▸ Task prompt
With the material below, print exactly the lines between the line holding "tree branch in" and the line holding "x=701 y=143", inclusive. Add nothing else.

--- START ---

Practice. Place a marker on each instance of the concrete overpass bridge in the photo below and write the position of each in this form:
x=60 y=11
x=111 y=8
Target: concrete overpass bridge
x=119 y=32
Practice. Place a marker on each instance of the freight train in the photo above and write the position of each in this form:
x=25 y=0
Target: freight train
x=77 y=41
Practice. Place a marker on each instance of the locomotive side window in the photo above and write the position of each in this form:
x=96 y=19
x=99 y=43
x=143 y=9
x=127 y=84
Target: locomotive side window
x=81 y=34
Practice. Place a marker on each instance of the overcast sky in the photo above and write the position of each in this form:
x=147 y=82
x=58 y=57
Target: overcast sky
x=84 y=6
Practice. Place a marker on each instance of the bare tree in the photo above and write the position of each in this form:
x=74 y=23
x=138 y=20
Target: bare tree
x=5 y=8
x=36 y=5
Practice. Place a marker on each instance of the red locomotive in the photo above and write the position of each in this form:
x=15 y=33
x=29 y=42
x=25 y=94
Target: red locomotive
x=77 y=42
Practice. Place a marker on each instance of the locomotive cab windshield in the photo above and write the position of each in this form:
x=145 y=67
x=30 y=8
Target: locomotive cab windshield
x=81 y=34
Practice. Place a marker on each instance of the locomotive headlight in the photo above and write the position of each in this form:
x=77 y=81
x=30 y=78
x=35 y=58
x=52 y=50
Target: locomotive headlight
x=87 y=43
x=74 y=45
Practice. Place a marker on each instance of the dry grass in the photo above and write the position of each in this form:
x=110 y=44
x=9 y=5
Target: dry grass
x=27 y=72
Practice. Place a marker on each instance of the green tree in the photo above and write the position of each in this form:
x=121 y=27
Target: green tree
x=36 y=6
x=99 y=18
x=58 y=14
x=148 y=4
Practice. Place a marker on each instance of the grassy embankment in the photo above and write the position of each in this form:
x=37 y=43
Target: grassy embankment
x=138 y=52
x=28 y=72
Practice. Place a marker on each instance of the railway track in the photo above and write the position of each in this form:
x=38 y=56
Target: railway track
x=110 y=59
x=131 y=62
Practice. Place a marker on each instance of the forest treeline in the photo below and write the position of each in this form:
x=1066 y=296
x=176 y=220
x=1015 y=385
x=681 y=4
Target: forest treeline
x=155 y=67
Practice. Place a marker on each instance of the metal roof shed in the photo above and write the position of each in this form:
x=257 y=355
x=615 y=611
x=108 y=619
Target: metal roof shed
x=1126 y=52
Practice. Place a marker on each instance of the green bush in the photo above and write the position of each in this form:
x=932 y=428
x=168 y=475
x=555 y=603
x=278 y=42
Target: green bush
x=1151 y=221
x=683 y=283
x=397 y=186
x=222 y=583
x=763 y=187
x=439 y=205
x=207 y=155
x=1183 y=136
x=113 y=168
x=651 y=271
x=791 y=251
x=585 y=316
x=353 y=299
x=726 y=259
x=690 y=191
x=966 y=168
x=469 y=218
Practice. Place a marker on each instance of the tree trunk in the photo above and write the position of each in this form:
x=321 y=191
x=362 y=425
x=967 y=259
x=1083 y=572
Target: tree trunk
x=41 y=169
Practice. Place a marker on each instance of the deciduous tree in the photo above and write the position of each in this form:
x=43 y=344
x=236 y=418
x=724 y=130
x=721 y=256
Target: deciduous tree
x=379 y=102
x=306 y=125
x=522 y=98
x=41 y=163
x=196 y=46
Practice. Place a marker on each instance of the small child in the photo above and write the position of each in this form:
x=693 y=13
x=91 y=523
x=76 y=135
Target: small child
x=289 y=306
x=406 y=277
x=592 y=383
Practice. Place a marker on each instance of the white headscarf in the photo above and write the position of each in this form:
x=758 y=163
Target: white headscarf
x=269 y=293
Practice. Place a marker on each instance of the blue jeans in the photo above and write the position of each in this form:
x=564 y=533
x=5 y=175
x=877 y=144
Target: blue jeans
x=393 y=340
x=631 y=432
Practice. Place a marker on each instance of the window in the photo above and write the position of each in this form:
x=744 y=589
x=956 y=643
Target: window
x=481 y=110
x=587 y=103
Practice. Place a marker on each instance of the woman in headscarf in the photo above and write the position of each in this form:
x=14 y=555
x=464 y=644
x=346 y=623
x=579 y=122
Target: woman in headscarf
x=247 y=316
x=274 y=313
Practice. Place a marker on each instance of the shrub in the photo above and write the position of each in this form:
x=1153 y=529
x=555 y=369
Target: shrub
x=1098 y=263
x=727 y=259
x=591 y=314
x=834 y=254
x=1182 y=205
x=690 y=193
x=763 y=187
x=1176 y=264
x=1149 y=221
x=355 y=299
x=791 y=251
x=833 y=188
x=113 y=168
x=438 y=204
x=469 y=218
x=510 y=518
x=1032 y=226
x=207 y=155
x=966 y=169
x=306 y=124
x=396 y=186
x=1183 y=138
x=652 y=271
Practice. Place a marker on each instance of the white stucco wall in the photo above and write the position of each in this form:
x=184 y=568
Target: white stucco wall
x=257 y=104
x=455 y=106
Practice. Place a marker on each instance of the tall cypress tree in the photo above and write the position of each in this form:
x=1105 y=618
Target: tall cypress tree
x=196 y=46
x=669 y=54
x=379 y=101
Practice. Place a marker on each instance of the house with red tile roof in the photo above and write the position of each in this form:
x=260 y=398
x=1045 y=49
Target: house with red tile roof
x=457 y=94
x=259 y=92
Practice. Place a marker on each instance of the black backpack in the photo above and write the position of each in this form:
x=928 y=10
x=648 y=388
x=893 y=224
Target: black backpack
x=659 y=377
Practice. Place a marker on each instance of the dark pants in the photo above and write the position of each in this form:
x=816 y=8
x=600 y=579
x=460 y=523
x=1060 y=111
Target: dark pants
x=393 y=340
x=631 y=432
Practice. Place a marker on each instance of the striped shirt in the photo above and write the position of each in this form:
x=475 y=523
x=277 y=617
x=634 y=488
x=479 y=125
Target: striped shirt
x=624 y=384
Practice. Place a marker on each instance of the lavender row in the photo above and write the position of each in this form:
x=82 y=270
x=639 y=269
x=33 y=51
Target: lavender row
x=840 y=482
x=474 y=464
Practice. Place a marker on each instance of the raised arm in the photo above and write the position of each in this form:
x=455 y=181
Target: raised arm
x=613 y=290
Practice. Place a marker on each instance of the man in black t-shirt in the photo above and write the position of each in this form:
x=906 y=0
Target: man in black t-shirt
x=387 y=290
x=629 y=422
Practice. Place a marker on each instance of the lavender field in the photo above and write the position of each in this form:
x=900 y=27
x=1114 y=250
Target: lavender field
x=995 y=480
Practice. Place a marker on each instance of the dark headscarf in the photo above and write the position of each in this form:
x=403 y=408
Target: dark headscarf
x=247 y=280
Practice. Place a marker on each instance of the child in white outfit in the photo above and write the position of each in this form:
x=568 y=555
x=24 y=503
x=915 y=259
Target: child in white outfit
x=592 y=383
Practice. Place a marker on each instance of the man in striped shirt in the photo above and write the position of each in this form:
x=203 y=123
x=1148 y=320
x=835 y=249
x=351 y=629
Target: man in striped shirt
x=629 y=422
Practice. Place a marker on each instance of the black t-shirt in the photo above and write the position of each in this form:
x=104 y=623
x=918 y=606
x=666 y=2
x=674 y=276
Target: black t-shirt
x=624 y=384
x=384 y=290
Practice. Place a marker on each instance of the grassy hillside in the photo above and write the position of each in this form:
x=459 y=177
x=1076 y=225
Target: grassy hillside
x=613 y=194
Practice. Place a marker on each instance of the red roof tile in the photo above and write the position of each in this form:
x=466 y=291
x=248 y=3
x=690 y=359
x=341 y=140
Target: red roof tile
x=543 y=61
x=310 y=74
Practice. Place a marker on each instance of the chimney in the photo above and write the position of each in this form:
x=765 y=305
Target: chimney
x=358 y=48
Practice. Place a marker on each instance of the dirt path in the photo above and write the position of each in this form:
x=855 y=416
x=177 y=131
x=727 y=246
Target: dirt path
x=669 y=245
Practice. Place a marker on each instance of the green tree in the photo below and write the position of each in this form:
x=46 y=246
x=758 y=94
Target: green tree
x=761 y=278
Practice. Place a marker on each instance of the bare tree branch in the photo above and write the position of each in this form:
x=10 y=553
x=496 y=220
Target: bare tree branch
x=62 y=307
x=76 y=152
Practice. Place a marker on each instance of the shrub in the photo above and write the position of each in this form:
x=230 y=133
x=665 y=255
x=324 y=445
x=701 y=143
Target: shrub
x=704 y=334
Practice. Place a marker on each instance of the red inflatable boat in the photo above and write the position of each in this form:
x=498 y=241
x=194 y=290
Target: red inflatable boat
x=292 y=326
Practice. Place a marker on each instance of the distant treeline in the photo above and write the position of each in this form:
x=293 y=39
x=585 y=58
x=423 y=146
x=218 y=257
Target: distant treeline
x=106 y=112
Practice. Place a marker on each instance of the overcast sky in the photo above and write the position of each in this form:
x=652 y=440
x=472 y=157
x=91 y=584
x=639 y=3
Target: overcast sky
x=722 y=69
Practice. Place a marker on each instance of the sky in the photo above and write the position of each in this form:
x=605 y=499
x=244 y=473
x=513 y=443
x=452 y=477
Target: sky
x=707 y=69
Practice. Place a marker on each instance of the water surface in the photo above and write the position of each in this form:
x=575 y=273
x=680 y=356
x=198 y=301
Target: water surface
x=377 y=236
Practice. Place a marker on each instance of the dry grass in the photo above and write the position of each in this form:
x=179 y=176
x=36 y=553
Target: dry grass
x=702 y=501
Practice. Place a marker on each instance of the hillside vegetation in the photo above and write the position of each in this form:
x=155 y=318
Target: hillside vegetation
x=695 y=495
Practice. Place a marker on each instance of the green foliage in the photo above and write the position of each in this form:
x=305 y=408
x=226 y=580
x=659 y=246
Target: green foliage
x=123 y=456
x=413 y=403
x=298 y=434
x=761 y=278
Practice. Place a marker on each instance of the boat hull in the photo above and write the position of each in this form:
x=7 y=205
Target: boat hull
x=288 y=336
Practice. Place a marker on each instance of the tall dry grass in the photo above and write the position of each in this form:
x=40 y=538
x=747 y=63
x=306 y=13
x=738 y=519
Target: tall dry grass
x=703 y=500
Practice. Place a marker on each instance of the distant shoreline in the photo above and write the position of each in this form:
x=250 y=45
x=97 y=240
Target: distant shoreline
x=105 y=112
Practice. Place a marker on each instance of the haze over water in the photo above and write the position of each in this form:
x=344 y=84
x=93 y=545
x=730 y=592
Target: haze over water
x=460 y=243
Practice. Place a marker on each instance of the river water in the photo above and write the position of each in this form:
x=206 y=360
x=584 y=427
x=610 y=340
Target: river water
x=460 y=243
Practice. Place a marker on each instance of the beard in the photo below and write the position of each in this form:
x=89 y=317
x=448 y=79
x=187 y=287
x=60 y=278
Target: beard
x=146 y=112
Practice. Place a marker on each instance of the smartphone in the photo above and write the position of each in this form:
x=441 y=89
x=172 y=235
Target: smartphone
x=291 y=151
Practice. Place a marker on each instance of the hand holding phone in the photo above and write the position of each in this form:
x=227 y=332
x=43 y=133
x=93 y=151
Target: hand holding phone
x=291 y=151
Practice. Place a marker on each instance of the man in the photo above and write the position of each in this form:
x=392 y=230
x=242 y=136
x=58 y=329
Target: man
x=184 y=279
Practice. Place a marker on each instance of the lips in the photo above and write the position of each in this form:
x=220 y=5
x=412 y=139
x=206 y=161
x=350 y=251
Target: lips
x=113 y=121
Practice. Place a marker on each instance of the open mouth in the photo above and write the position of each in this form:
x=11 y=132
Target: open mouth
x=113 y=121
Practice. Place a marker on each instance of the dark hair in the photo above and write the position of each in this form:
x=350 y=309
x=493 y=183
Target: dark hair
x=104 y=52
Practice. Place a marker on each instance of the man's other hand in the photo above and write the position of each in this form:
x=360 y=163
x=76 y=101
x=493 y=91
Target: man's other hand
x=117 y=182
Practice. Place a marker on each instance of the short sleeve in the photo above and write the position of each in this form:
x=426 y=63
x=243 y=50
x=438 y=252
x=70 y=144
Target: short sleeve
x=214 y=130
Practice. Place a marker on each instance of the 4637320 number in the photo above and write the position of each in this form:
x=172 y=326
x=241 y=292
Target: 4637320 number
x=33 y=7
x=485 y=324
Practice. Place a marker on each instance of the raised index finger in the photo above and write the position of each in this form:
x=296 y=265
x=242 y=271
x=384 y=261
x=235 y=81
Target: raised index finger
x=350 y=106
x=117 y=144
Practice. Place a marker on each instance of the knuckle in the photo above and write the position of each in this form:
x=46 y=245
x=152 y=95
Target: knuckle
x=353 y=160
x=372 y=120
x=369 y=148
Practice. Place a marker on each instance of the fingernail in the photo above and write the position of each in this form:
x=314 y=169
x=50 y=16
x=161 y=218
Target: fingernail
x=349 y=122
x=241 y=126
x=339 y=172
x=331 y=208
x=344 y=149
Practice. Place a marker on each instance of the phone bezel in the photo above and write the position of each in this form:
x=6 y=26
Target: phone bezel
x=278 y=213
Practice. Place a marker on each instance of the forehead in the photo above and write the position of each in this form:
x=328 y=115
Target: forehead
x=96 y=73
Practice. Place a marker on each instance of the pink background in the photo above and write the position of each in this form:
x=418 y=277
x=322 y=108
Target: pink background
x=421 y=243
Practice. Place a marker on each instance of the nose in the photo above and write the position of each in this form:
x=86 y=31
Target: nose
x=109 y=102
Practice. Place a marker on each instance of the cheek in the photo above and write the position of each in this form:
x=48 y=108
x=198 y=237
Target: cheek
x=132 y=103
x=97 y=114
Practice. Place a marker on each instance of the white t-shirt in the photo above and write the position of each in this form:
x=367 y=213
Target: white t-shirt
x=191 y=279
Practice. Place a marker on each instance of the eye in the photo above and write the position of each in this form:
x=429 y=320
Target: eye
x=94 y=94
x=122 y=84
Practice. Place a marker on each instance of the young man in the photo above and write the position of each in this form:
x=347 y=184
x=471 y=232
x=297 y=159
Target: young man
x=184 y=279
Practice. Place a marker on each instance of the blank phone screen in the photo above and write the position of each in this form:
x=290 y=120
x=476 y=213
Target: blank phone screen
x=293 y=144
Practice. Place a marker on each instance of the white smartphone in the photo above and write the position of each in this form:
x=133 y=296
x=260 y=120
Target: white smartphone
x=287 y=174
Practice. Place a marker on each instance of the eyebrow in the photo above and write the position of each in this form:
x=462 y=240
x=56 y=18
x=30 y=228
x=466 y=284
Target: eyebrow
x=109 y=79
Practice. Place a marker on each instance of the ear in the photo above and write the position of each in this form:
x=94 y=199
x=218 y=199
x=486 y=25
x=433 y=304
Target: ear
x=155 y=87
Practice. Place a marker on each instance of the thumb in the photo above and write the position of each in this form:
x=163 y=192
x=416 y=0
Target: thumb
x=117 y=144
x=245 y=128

--- END ---

▸ Response to the exercise
Practice. Place a marker on each instance of the bare tree branch in the photo above and write the position of each in this form:
x=10 y=553
x=496 y=220
Target: bare tree branch
x=62 y=307
x=76 y=152
Practice. Place a marker on each instance of the shrub in the photo above and write the position of each in this form:
x=230 y=133
x=665 y=255
x=324 y=445
x=701 y=143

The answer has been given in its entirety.